**Written instruction 1:** Return the passage on business planning word for word, from "Consider what will" to "to generate revenue.".
**Written instruction 2:** Write the next part of the passage on business planning, picking up after its final sentence.

**Extract:**
##########

Consider what will govern your decision-making process. Obviously, you won’t implement everything you’ve dreamed up, so how will you determine what makes the cut.
Define how you will measure success and determine progress, then commit to going through your plan more frequently, increasing the tempo to meet the market’s rate of change.
Consider the case of a restaurant that’s unable to open, but still looking for ways to generate revenue.
What resources do they have available that they can use to do this?
Their kitchen, a company car, their people, their premises. How will they decide what activities are meaningful?
How quickly can they iterate and make decisions?
They need to look at what impact they want to have and what gaps they need to plug. Then they can define the metrics for success – how will they know if what they are trying is working?
Unlock bottom up thinking
To unlock bottom-up thinking, you need shorter horizons and sped-up cadences. Not only does this require structure and process, it also takes a commitment to looking at things more frequently. You also need creative thinking and a dose of entrepreneurial spirit, people prepared to push their thinking further, or advisors who will challenge the status quo when considering what you can do with the resources available.

##########

**Recorded information:**
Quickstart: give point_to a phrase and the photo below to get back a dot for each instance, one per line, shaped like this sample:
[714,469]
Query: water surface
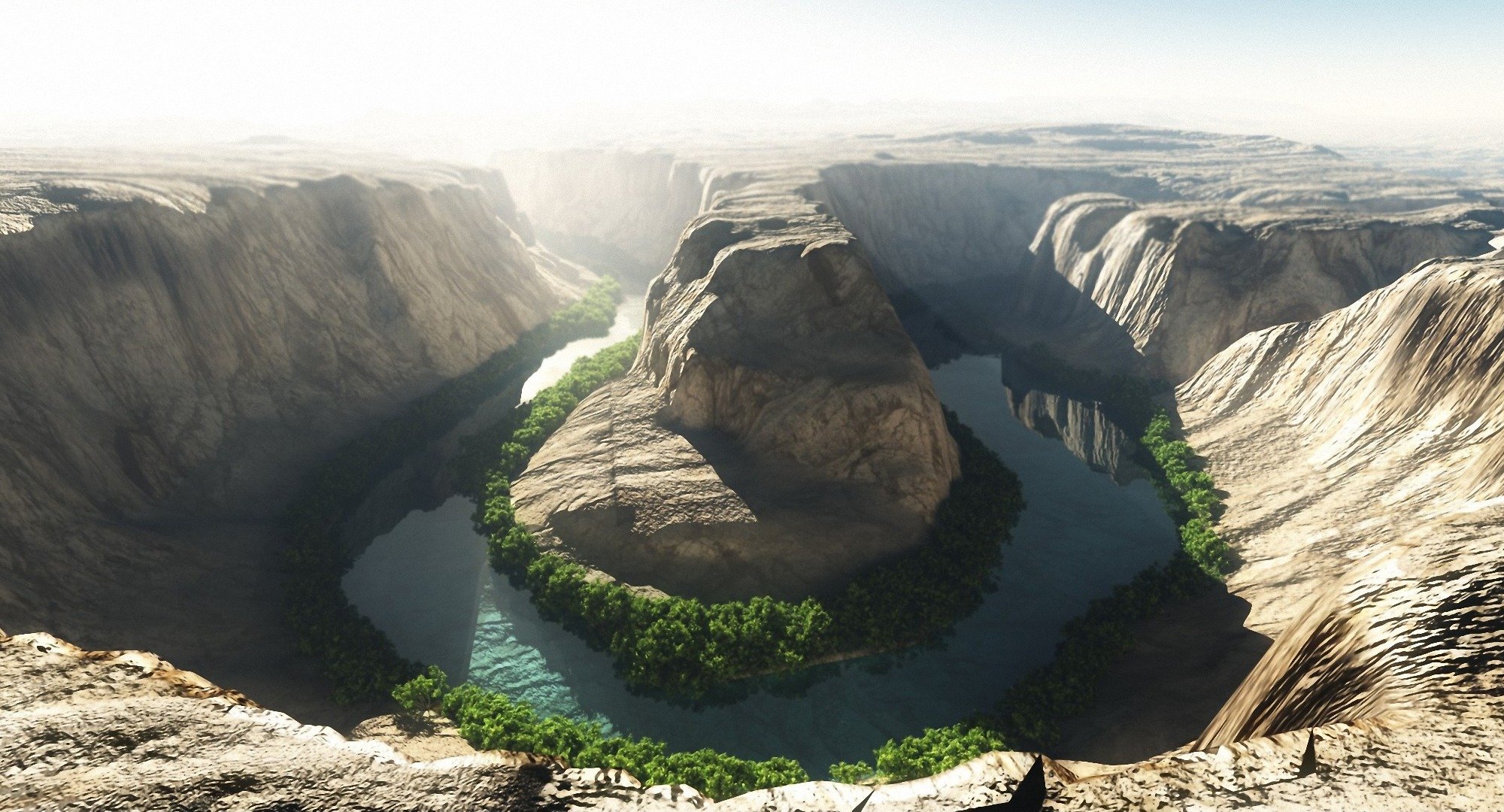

##########

**Right answer 1:**
Consider what will govern your decision-making process. Obviously, you won’t implement everything you’ve dreamed up, so how will you determine what makes the cut.
Define how you will measure success and determine progress, then commit to going through your plan more frequently, increasing the tempo to meet the market’s rate of change.
Consider the case of a restaurant that’s unable to open, but still looking for ways to generate revenue.

**Right answer 2:**
The businesses that endure and thrive in this challenging environment will be those with resilience. It will be those that have great leadership and governance, a clear strategic direction, a highly engaged culture that is innovative and adaptive, and key relationships that provide options.
The way we do business this year is different, but what hasn’t changed is the need for a clear, executable strategic plan. For many though, they need to go about this differently to take advantage of opportunities, go beyond business as usual, and achieve something exceptional.